> [Problem to solve]:
Where a record contains a picture, omit the picture and repeat the rest exactly.

> [Provided information]:
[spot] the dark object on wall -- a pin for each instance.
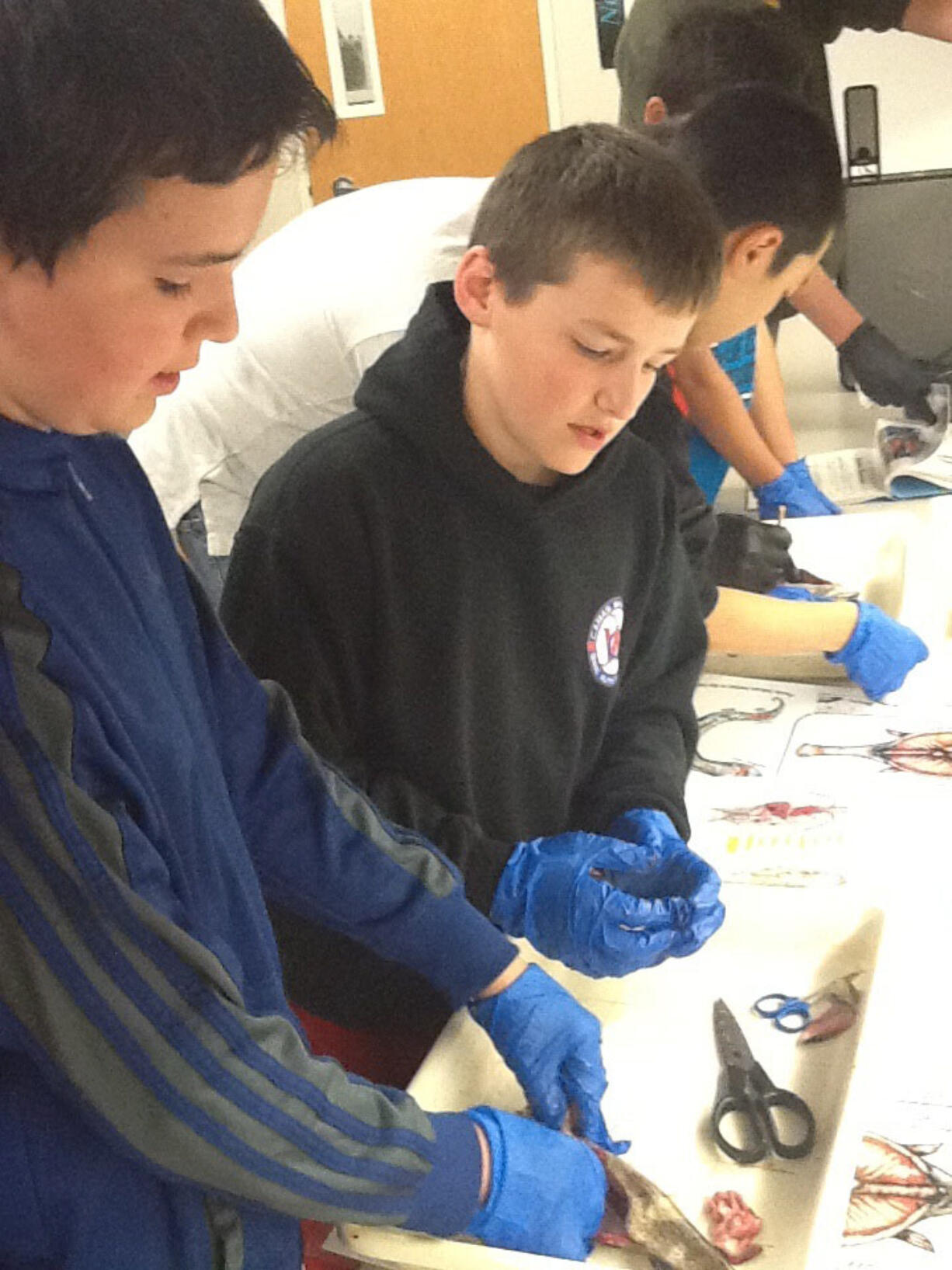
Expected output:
(898, 259)
(610, 19)
(862, 113)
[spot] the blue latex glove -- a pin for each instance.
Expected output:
(795, 490)
(554, 1046)
(673, 874)
(880, 653)
(547, 1192)
(555, 893)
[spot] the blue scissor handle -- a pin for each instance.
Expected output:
(788, 1014)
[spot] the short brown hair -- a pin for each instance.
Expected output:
(597, 190)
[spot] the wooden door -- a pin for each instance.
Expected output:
(462, 85)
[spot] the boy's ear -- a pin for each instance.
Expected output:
(474, 286)
(752, 248)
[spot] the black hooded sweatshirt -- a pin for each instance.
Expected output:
(492, 661)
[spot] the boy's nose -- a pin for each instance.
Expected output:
(217, 322)
(622, 394)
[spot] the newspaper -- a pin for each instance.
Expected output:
(908, 460)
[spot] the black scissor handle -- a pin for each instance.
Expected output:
(756, 1144)
(786, 1100)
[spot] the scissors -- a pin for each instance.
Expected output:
(748, 1094)
(788, 1014)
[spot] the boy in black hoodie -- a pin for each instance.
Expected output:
(474, 587)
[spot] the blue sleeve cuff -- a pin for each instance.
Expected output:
(448, 1199)
(474, 952)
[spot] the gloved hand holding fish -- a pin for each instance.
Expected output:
(879, 654)
(796, 492)
(547, 1189)
(554, 1047)
(610, 904)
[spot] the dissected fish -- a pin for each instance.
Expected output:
(733, 1227)
(653, 1222)
(928, 752)
(776, 813)
(726, 766)
(895, 1188)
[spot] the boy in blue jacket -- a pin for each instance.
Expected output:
(158, 1104)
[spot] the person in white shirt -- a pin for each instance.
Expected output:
(318, 302)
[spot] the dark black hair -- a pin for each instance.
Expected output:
(766, 158)
(596, 188)
(711, 48)
(98, 96)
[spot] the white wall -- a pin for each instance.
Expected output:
(914, 80)
(913, 76)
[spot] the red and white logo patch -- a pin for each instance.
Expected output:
(604, 642)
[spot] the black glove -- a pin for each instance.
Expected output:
(886, 374)
(749, 555)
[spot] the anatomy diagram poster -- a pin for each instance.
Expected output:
(790, 781)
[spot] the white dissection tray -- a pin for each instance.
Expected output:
(659, 1052)
(884, 555)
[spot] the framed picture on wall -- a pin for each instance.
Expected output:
(610, 19)
(352, 56)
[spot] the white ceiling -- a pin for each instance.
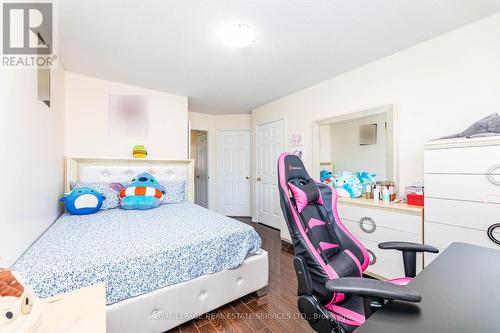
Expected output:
(173, 45)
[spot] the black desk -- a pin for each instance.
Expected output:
(460, 293)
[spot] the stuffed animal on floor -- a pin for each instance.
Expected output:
(20, 308)
(83, 201)
(144, 192)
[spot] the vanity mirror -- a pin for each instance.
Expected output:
(360, 141)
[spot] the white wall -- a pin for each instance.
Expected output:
(32, 161)
(87, 105)
(439, 87)
(212, 124)
(348, 155)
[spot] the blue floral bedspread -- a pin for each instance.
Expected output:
(135, 252)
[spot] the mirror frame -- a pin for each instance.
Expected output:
(392, 117)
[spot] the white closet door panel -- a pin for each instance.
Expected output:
(476, 215)
(462, 187)
(441, 236)
(475, 160)
(384, 218)
(381, 234)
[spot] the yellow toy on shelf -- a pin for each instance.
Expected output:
(140, 151)
(20, 308)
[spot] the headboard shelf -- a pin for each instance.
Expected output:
(97, 169)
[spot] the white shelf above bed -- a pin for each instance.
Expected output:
(96, 169)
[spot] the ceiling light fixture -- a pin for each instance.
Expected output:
(238, 35)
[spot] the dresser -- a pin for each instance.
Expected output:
(462, 192)
(374, 222)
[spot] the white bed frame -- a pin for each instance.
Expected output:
(166, 308)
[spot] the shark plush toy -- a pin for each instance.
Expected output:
(144, 192)
(83, 201)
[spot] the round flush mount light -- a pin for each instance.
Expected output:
(238, 35)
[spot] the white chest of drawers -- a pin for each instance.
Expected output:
(462, 192)
(374, 223)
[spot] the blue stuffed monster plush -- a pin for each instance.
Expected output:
(325, 176)
(347, 184)
(366, 178)
(83, 201)
(144, 192)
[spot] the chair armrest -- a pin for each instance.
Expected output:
(407, 246)
(371, 288)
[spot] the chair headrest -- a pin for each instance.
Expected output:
(293, 173)
(304, 193)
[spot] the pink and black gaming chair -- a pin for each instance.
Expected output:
(329, 261)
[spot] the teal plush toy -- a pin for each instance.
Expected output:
(144, 192)
(83, 201)
(325, 176)
(366, 178)
(347, 185)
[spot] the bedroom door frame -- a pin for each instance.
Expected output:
(278, 222)
(207, 161)
(219, 184)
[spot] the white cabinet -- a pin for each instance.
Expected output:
(462, 192)
(374, 223)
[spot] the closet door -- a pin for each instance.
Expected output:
(270, 144)
(233, 173)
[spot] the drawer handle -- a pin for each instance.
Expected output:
(373, 257)
(490, 233)
(367, 228)
(490, 175)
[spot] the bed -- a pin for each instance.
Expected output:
(161, 267)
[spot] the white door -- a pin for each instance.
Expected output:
(201, 170)
(233, 173)
(270, 144)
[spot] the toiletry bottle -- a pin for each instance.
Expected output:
(368, 194)
(376, 194)
(385, 195)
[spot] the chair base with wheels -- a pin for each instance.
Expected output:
(329, 261)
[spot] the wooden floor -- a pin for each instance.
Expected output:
(276, 312)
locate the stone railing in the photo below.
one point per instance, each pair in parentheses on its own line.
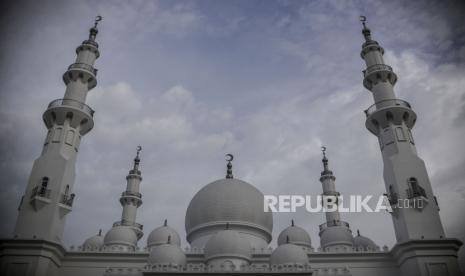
(71,103)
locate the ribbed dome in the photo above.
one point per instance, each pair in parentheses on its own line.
(120,235)
(160,236)
(167,254)
(366,243)
(296,235)
(288,253)
(228,243)
(228,200)
(336,235)
(93,242)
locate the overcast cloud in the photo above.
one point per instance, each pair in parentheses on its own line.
(269,81)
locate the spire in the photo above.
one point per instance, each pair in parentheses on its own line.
(365,31)
(326,170)
(229,158)
(94,31)
(137,160)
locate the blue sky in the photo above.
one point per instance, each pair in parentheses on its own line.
(270,81)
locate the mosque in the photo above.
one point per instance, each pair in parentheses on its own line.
(226,227)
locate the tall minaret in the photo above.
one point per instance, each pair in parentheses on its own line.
(335,232)
(405,176)
(131,199)
(48,197)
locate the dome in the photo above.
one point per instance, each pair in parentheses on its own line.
(167,253)
(120,235)
(94,242)
(228,243)
(160,236)
(228,200)
(296,235)
(288,253)
(336,235)
(362,241)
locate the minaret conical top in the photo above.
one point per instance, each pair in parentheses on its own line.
(229,158)
(137,158)
(94,31)
(326,169)
(365,31)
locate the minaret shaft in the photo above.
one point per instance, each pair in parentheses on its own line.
(405,175)
(48,197)
(131,199)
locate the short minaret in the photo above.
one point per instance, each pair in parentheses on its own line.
(48,197)
(131,199)
(327,180)
(328,236)
(405,175)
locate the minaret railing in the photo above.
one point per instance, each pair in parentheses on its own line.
(71,103)
(376,67)
(385,103)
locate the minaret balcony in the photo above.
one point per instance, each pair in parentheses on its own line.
(416,191)
(325,225)
(85,72)
(40,197)
(129,223)
(67,199)
(79,114)
(388,111)
(72,103)
(65,204)
(83,66)
(131,194)
(133,198)
(376,73)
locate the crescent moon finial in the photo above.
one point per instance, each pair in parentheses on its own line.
(139,149)
(98,18)
(229,157)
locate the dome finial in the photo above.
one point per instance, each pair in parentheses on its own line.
(229,158)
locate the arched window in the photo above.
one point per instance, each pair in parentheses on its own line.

> [Expected answer]:
[spot] the dark object on wall -- a pin for each instance.
Expected output:
(898, 259)
(610, 19)
(862, 113)
[spot] the blue latex glove -- a pin for each instance.
Expected output:
(795, 490)
(554, 1046)
(673, 874)
(880, 653)
(547, 1192)
(555, 893)
[spot] the blue scissor handle -- a pin for each instance.
Expected output:
(788, 1014)
[spot] the short brown hair -- a pin for each instance.
Expected output:
(597, 190)
[spot] the wooden door -- a pin for each instance.
Expected output:
(462, 85)
[spot] the boy's ear -- a pin for each instance.
Expected output:
(474, 286)
(752, 248)
[spot] the black hooded sweatshirt -- a pin for each instance.
Expected output:
(492, 661)
[spot] the boy's nose -- a pin for each instance.
Expected output:
(217, 322)
(622, 394)
[spot] the newspaper -- a pin for each instance.
Expected output:
(908, 460)
[spot] the black scissor handle -- a pin for each instance.
Expected output:
(756, 1144)
(786, 1100)
[spot] the scissors -- a pin for each instance.
Expected output:
(748, 1094)
(788, 1014)
[spot] the boy in black hoodie -- a pin for each instance.
Expected output:
(474, 587)
[spot] the blue sleeve cuff -- a pin for each instance.
Expected output:
(448, 1199)
(474, 952)
[spot] the gloved hand holding fish -- a pin for each instance.
Expected output:
(879, 654)
(796, 492)
(547, 1189)
(554, 1047)
(610, 904)
[spot] the dissected fish -- a pin for each instance.
Expected output:
(733, 1227)
(653, 1222)
(928, 752)
(776, 813)
(726, 766)
(895, 1188)
[spot] the boy in blue jacket -- a pin for each instance.
Expected output:
(158, 1104)
[spot] the person in white shirt -- a pin for each instance.
Expected output:
(318, 302)
[spot] the dark black hair -- a pin for each instance.
Expected output:
(766, 158)
(596, 188)
(711, 48)
(98, 96)
[spot] the white wall -- a pin for each instance.
Expected output:
(914, 80)
(913, 76)
[spot] the red and white logo patch -- a pin for each instance.
Expected output:
(604, 642)
[spot] the black glove -- a pin for each instance.
Expected output:
(886, 374)
(749, 555)
[spot] the anatomy diagram poster -- a pin for each instance.
Expected output:
(790, 781)
[spot] the white dissection tray -- a pin for each instance.
Expected output:
(659, 1052)
(884, 555)
[spot] the framed picture on wall -- a pin for each instance.
Expected output:
(610, 19)
(352, 56)
[spot] the white ceiling -- a pin for each instance.
Expected output:
(173, 45)
[spot] the black desk -- a pin for each instance.
Expected output:
(460, 293)
[spot] the stuffed animal on floor -- a pin for each instance.
Expected output:
(20, 308)
(83, 201)
(144, 192)
[spot] the vanity mirror -- a pin for each instance.
Expected output:
(360, 141)
[spot] the white wall -- a pin for each instance.
Expected output:
(32, 161)
(87, 105)
(439, 87)
(212, 124)
(348, 155)
[spot] the blue floral bedspread -- a pin for each instance.
Expected output:
(135, 252)
[spot] the mirror frame -- a pin for each instance.
Expected output:
(392, 117)
[spot] the white closet door panel -- a pin for each instance.
Expected output:
(476, 215)
(462, 187)
(441, 236)
(475, 160)
(384, 218)
(381, 234)
[spot] the yellow toy on shelf -- a pin for each instance.
Expected output:
(140, 151)
(20, 308)
[spot] the headboard shelf -- a pin for each instance.
Expected output:
(97, 169)
[spot] the white shelf above bed -- a pin for each instance.
Expected output:
(96, 169)
[spot] the ceiling light fixture -- a pin for each instance.
Expected output:
(238, 35)
[spot] the dresser -- a pin for each instance.
Expected output:
(462, 192)
(374, 222)
[spot] the white bed frame -- a pin for each instance.
Expected output:
(166, 308)
[spot] the shark plush toy -- a pin for each instance.
Expected output:
(144, 192)
(83, 201)
[spot] the round flush mount light -- a pin for each instance.
Expected output:
(238, 35)
[spot] the white chest of drawers -- a pin for each instance.
Expected output:
(462, 192)
(374, 223)
[spot] the blue stuffed monster plush -- a pin for each instance.
Expected output:
(325, 176)
(347, 184)
(366, 178)
(83, 201)
(144, 192)
[spot] the chair armrest -- a pin for each instance.
Expected output:
(407, 246)
(371, 288)
[spot] the chair headrest -- a pin for each instance.
Expected output:
(293, 173)
(304, 193)
[spot] the pink and black gaming chair -- a pin for each instance.
Expected output:
(329, 261)
[spot] the teal plush toy -- a pin for each instance.
Expected output:
(144, 192)
(83, 201)
(325, 176)
(366, 178)
(347, 185)
[spot] the bedroom door frame -- a pin for each instance.
Expected output:
(278, 222)
(207, 161)
(219, 184)
[spot] the white cabinet -- a pin for each instance.
Expected output:
(462, 192)
(374, 223)
[spot] the closet door -- a pin for each instance.
Expected output:
(270, 144)
(233, 173)
[spot] the drawer handle -- a pin for each instance.
Expected output:
(373, 257)
(490, 233)
(367, 228)
(490, 175)
[spot] the bed -- a pin for each instance.
Expected output:
(161, 267)
[spot] the white door -- a pin for each instance.
Expected output:
(201, 170)
(233, 173)
(270, 144)
[spot] the toiletry bottle -- a pin for each instance.
Expected output:
(368, 194)
(376, 194)
(385, 195)
[spot] the chair base with wheels -- a pin for each instance.
Expected output:
(329, 261)
[spot] the wooden floor -- a pin for each instance.
Expected output:
(276, 312)
locate the stone railing in the photo below.
one point per instance, each pair in parentheses on its own line.
(71,103)
locate the ribbed dome in the photo above.
one point per instance, each pair in parentheses on its own line.
(120,235)
(160,236)
(167,254)
(366,243)
(296,235)
(288,253)
(228,243)
(228,200)
(336,235)
(93,242)
locate the overcast cloud in the photo above.
one point per instance, each pair in parentheses on its own line.
(269,81)
locate the spire in the photo above.
one point per instance, each pair in parentheses on its own line.
(365,31)
(326,170)
(229,158)
(94,31)
(137,160)
locate the blue sky in the photo above.
one point per instance, each pair in parentheses on its own line.
(270,81)
locate the mosque in the photo above.
one point per instance, each pair in parentheses on its own line.
(226,227)
locate the tall minaret in the photo above.
one point per instance, each pair in parentheses on its own line.
(335,232)
(405,176)
(131,199)
(48,197)
locate the dome in the photo above.
one point per instance, each pair in parentheses on its own line.
(167,253)
(120,235)
(94,242)
(228,243)
(160,236)
(228,200)
(296,235)
(288,253)
(336,235)
(362,241)
locate the minaret conical top in the photo above.
one point per instance, each pair in parentheses on its own line.
(229,158)
(137,158)
(94,31)
(326,169)
(365,31)
locate the minaret shaft in the photo above.
one point per instance, each pair in parentheses on its own line.
(405,175)
(48,197)
(131,199)
locate the short minaret in the photo above.
one point per instance, each pair in parentheses on its own line.
(48,197)
(131,199)
(327,180)
(328,236)
(405,175)
locate the minaret railing in the photo above.
one point per instance, each pair in parentheses on its own line.
(71,103)
(376,67)
(385,103)
locate the minaret balcony in the photo above.
one point per instance, each pair in parentheses on its own line.
(416,191)
(325,225)
(85,72)
(40,197)
(129,223)
(67,199)
(79,114)
(388,111)
(72,103)
(65,204)
(83,66)
(131,194)
(133,198)
(376,73)
locate the crescent moon finial in the photo above.
one point per instance, each pair in parentheses on its own line.
(139,149)
(98,18)
(229,157)
locate the dome finial in the photo above.
one point per instance, each pair in parentheses on its own line.
(229,158)
locate the arched window in the photo above.
one point per instance, each pair in parentheses on its own line.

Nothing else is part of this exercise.